Working data >>
####################

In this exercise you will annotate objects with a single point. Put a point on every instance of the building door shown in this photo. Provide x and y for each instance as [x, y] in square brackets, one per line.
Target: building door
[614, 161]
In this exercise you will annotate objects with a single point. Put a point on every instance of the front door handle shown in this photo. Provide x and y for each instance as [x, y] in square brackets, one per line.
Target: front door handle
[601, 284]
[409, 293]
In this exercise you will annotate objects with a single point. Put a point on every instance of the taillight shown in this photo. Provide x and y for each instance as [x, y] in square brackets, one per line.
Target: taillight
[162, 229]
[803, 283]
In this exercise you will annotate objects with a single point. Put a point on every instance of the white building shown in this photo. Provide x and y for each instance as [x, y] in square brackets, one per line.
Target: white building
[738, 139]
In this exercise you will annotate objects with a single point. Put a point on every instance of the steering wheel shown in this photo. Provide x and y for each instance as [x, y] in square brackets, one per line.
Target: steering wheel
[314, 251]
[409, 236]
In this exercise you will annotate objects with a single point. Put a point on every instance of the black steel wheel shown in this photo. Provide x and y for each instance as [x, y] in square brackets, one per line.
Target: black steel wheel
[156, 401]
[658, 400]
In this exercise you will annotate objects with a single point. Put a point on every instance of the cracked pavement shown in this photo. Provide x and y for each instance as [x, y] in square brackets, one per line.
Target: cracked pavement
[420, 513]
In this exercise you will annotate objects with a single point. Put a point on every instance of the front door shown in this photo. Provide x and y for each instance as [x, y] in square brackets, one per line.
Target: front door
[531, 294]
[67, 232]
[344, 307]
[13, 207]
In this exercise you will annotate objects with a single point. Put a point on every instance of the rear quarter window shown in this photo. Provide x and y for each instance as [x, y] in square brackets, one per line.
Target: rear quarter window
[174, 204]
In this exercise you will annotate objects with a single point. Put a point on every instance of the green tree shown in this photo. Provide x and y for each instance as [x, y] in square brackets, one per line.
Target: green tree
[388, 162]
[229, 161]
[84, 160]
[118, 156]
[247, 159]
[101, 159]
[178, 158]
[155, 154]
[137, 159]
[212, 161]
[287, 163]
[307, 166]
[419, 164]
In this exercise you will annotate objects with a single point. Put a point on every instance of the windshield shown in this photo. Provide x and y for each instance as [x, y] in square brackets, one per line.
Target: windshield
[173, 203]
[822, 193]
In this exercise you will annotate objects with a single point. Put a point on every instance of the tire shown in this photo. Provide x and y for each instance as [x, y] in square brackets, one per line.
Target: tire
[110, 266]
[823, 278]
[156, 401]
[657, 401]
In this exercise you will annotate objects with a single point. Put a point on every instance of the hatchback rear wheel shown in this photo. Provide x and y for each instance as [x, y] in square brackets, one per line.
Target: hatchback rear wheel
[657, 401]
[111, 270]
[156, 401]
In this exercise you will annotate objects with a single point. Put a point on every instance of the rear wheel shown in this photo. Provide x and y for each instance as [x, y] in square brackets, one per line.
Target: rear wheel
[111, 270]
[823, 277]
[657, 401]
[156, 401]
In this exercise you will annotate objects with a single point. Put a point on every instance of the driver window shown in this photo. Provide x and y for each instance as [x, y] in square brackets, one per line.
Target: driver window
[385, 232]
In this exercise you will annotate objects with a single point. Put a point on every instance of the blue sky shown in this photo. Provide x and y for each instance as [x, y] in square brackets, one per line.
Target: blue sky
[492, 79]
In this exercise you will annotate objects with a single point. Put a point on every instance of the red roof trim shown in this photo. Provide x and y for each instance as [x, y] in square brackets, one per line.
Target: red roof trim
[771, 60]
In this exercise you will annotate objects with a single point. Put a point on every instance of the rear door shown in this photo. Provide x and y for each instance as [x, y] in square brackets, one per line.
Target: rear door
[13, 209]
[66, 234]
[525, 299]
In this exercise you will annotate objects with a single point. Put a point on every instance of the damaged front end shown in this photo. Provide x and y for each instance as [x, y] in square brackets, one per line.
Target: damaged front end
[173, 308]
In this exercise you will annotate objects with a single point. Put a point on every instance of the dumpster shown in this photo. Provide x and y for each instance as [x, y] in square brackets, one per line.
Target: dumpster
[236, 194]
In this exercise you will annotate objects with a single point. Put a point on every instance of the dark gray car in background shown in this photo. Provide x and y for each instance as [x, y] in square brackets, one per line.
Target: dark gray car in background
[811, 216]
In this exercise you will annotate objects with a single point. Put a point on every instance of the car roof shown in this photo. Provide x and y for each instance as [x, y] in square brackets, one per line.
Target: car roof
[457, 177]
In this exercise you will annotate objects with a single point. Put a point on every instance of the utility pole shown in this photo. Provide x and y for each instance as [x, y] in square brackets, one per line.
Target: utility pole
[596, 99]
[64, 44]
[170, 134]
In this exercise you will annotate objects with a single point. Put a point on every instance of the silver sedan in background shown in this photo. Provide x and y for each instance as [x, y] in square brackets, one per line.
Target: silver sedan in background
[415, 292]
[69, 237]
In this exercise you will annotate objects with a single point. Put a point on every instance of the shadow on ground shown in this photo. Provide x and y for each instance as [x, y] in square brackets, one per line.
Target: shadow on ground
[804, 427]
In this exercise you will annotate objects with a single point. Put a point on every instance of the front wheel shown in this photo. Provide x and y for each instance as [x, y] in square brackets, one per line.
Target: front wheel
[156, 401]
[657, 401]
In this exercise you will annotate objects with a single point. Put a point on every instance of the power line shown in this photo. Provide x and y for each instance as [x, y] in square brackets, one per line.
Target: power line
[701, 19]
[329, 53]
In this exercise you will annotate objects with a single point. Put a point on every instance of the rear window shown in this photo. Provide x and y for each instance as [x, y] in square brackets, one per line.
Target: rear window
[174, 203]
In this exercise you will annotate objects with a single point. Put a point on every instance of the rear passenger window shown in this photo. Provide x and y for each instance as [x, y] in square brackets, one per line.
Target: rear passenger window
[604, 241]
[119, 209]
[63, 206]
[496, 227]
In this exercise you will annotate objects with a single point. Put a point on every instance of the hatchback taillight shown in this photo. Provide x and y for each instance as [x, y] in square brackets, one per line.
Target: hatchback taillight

####################

Written instruction >> Copy out the items above exactly, from the line containing "of the silver" through the last line, both included.

Output for this exercise >>
In this exercise you will annotate objects with a single point. Put a point on every instance of the silver sedan in background shown in this photo. Provide x and y for each instance as [x, y] in square brackets, one per line.
Target: silver sedan in background
[415, 292]
[69, 237]
In this exercise you will annotate objects with a single point. Put a point on every instance of the shadow on ground shown in this photo. Provide x and y for each instance as [x, y] in square brackets, one per line.
Target: shadow on ground
[804, 427]
In this exercise you will annotate objects with a single point. Put a point on every instance of the front wheel shown in this photo. Provide x and y for each instance as [x, y] in square brackets, one per line.
Target: front wheel
[156, 401]
[657, 401]
In this exercise you will annotate objects with a single point. Put a point on every instance of the power line shown in this photo. Provide x and y for each instance as [x, y] in square brackets, one per line.
Target: power line
[701, 19]
[329, 53]
In this exercise you will annotate objects with a single point. Put a point on every instance of the rear window shown in this photo. Provide x and y for each instance as [x, y] in square brackets, one per line.
Target: rear window
[174, 203]
In this exercise you will annotate objects with a single point. Put a point on every instance of the rear passenger window shown in this photo. Provide x and y for each instance as [x, y] in square brackets, one per line.
Target: rear passenger window
[604, 241]
[119, 209]
[63, 206]
[496, 227]
In this exercise you will annotate objects with a single point. Put a point on every instance of the hatchback taillight shown in this photo. Provide x and y for each instance as [x, y] in square brackets, one per line.
Target: hatchback taillight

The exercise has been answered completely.